━━ 기록 모음
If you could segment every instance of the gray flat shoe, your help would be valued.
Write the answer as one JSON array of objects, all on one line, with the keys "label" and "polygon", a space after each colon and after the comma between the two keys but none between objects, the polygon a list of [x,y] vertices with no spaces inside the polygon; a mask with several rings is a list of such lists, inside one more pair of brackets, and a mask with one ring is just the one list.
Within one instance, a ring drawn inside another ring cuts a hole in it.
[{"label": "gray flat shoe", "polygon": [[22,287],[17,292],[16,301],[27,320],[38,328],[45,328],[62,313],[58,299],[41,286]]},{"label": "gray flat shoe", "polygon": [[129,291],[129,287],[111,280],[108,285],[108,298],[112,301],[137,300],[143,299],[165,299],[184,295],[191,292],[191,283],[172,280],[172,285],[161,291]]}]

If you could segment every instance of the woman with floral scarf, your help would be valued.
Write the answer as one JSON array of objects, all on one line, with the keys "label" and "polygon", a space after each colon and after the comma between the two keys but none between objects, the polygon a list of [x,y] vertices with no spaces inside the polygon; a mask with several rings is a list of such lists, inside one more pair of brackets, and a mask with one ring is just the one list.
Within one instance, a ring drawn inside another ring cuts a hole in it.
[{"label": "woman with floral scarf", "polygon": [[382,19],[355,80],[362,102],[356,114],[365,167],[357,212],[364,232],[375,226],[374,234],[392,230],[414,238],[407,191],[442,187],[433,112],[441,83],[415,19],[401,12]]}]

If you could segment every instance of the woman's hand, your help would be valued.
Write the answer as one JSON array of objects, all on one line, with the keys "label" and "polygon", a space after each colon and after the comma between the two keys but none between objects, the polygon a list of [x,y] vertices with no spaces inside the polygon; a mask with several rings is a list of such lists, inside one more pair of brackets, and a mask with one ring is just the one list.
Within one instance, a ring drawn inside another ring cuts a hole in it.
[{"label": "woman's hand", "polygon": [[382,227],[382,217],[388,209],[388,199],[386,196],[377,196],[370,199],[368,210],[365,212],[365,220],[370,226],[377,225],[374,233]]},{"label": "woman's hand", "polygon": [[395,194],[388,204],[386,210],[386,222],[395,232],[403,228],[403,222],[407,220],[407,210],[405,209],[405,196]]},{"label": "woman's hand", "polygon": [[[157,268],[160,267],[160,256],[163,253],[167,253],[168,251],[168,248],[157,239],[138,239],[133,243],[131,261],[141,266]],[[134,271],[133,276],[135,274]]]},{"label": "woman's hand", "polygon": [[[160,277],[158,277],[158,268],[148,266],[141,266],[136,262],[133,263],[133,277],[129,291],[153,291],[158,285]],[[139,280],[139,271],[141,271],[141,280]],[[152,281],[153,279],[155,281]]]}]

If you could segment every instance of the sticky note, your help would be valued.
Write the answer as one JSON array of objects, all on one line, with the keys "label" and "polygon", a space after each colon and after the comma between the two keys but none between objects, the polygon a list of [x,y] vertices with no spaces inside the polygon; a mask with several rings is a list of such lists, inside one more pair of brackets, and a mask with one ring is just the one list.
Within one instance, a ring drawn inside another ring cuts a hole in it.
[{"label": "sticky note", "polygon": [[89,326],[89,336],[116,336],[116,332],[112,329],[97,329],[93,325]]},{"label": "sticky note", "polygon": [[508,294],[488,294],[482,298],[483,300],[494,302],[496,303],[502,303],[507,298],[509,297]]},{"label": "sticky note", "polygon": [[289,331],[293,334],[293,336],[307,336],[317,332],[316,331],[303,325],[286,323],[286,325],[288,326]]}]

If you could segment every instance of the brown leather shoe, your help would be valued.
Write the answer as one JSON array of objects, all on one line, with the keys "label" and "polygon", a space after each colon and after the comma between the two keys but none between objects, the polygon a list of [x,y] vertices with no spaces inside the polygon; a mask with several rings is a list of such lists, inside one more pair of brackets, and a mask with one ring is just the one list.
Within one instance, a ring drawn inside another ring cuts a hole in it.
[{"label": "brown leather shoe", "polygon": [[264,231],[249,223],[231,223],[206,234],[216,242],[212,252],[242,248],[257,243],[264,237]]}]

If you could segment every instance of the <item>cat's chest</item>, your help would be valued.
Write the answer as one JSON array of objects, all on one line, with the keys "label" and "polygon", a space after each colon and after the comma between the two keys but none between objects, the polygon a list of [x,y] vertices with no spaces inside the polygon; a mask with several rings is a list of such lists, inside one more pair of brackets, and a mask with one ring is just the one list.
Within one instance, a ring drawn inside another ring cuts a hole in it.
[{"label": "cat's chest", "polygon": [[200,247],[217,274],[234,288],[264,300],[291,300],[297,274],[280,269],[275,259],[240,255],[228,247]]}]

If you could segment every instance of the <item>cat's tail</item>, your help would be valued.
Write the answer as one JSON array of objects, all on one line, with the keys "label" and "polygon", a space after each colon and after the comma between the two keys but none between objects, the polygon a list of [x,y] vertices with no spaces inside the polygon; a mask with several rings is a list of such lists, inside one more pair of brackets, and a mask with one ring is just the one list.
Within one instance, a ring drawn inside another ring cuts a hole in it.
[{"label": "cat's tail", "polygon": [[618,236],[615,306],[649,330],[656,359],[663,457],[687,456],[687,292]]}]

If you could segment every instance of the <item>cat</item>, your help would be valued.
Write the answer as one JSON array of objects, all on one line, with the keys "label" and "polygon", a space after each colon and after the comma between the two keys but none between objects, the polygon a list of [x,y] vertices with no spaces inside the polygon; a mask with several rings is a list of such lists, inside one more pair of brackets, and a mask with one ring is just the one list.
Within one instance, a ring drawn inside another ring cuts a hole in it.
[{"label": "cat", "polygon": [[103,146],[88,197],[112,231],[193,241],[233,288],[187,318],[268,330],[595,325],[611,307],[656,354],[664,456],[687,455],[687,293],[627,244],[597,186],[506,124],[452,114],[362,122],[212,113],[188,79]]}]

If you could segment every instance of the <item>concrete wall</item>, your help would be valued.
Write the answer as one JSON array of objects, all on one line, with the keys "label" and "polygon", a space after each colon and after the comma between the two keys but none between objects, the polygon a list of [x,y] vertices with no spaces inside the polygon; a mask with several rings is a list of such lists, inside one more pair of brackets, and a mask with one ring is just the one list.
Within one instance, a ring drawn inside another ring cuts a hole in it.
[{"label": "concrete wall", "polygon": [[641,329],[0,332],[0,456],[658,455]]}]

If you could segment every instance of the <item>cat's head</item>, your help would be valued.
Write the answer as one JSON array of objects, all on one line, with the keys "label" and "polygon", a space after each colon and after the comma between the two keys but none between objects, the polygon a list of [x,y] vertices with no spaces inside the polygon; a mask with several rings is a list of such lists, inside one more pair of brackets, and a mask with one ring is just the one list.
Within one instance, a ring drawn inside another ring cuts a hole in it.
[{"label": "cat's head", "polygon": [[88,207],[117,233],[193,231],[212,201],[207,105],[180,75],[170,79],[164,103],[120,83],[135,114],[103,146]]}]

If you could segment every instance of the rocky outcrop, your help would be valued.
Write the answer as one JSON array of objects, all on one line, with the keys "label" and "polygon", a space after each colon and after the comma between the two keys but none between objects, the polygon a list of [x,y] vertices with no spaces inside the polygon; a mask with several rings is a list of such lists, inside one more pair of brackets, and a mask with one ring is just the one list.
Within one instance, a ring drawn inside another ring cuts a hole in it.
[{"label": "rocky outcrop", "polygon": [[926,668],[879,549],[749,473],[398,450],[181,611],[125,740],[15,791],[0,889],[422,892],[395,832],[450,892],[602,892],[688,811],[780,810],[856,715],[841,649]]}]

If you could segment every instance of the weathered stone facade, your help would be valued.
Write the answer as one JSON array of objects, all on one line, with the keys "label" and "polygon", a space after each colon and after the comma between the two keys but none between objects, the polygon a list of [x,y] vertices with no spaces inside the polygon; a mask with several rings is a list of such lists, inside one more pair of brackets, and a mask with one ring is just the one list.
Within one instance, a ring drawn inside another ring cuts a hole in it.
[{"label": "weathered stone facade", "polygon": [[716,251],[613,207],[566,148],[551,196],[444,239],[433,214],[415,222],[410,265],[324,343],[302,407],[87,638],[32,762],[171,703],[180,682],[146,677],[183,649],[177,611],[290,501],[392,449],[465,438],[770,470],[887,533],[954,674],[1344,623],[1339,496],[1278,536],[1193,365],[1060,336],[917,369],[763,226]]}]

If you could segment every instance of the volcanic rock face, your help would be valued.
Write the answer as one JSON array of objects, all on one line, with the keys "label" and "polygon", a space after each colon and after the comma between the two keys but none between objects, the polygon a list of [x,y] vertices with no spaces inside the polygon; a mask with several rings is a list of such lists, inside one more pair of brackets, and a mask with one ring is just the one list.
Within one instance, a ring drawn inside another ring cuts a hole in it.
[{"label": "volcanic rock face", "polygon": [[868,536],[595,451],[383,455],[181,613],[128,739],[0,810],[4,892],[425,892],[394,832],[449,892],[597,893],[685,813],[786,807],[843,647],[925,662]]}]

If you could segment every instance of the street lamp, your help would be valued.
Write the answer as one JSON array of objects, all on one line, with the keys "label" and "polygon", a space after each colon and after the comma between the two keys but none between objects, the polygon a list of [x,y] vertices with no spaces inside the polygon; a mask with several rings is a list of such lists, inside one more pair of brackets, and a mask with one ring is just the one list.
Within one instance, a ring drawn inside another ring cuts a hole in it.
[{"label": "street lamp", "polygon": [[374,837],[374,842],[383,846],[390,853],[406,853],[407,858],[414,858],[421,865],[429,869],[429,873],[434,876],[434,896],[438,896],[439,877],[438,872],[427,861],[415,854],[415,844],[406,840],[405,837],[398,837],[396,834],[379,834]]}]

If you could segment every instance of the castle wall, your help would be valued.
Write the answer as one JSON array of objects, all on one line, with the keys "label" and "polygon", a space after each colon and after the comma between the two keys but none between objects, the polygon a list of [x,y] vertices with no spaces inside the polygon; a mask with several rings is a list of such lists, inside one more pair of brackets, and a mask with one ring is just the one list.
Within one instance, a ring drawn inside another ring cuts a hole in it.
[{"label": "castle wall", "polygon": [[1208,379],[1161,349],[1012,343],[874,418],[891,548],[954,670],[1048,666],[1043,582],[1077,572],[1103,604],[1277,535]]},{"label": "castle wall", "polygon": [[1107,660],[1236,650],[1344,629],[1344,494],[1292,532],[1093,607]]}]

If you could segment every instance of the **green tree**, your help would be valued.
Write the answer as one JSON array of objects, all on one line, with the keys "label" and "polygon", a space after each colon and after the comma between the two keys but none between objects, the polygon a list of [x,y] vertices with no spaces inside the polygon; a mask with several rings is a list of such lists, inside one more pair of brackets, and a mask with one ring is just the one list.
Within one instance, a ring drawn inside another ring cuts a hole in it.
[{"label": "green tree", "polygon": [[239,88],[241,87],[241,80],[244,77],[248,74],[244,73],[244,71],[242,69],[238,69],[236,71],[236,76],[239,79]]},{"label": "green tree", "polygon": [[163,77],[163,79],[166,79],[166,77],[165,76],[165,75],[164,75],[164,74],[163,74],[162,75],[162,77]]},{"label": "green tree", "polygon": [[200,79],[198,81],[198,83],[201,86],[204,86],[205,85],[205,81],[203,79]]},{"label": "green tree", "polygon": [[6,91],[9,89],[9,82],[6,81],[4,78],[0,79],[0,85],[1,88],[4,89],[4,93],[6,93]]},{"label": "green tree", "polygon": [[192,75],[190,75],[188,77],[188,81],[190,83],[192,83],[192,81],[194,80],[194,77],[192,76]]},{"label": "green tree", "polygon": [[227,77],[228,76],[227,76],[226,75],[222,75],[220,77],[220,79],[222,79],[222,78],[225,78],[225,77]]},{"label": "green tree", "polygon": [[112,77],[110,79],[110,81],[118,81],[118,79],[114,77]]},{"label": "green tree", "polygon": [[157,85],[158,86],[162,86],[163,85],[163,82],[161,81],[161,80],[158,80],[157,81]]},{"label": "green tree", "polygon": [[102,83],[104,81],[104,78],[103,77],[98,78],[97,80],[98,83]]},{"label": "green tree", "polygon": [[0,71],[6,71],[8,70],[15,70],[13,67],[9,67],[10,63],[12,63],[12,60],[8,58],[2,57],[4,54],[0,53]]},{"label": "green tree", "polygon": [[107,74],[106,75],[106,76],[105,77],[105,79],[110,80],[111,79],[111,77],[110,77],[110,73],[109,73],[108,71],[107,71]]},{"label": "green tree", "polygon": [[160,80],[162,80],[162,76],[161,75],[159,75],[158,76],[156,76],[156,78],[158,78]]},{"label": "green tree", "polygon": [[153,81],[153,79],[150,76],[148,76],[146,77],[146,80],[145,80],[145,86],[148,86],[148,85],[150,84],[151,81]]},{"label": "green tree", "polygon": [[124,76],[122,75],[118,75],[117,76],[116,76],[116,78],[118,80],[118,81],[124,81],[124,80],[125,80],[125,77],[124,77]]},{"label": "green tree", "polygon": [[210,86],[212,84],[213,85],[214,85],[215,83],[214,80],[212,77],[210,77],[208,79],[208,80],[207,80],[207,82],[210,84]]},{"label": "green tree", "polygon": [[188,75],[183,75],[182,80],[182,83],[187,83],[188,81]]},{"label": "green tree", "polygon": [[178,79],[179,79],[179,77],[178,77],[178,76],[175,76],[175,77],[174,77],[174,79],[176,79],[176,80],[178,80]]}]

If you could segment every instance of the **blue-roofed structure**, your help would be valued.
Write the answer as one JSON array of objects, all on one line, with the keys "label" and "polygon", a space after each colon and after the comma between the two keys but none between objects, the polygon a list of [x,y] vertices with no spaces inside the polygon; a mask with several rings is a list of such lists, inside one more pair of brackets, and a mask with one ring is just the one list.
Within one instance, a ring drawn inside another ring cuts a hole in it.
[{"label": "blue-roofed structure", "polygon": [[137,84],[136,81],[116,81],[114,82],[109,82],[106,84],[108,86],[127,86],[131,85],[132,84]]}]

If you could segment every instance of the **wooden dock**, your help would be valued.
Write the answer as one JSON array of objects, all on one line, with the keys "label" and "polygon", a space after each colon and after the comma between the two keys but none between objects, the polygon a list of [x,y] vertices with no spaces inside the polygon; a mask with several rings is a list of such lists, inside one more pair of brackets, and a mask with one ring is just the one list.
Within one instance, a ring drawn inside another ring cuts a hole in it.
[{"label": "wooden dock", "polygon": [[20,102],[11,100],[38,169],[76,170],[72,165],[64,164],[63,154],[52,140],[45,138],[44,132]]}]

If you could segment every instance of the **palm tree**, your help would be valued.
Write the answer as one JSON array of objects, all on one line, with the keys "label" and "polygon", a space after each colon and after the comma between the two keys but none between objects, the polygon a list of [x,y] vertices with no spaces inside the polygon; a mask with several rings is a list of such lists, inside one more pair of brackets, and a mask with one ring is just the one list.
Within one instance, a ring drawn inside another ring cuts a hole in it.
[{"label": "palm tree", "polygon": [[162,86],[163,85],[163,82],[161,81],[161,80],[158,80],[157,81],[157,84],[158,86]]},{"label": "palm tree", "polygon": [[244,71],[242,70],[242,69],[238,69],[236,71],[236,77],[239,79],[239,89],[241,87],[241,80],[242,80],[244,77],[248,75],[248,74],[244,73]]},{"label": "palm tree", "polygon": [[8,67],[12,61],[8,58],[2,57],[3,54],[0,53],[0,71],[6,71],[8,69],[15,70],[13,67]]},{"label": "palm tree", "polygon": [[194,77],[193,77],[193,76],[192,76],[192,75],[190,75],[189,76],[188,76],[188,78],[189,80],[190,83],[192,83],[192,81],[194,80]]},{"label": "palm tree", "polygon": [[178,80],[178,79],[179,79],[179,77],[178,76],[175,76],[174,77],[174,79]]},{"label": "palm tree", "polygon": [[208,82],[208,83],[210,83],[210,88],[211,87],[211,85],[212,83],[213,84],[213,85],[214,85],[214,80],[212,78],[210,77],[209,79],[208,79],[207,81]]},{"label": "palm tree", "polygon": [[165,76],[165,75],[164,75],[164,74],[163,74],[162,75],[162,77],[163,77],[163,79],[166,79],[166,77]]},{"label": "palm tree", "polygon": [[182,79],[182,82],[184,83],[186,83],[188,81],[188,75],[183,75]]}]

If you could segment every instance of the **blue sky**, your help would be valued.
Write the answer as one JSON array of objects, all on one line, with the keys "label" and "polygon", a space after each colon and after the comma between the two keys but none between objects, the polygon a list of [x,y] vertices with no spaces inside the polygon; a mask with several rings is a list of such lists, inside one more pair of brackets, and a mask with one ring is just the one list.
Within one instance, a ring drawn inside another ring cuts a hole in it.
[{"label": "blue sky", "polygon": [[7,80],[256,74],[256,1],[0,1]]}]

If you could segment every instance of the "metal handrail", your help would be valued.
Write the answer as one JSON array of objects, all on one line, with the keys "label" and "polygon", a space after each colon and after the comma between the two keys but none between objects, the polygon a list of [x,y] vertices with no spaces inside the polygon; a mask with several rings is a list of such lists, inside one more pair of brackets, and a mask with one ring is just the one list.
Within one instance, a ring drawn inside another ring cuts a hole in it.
━━━━
▶ _작업_: 위 기록 중 "chest" 문자열이 들어 있는 줄을 모두 골라내어 그대로 옮겨 적으십시오.

▶ _해답_:
If you could segment every instance of the <item>cat's chest</item>, your help would be valued.
[{"label": "cat's chest", "polygon": [[200,247],[217,274],[234,288],[264,300],[291,300],[297,274],[280,269],[275,259],[240,255],[228,247]]}]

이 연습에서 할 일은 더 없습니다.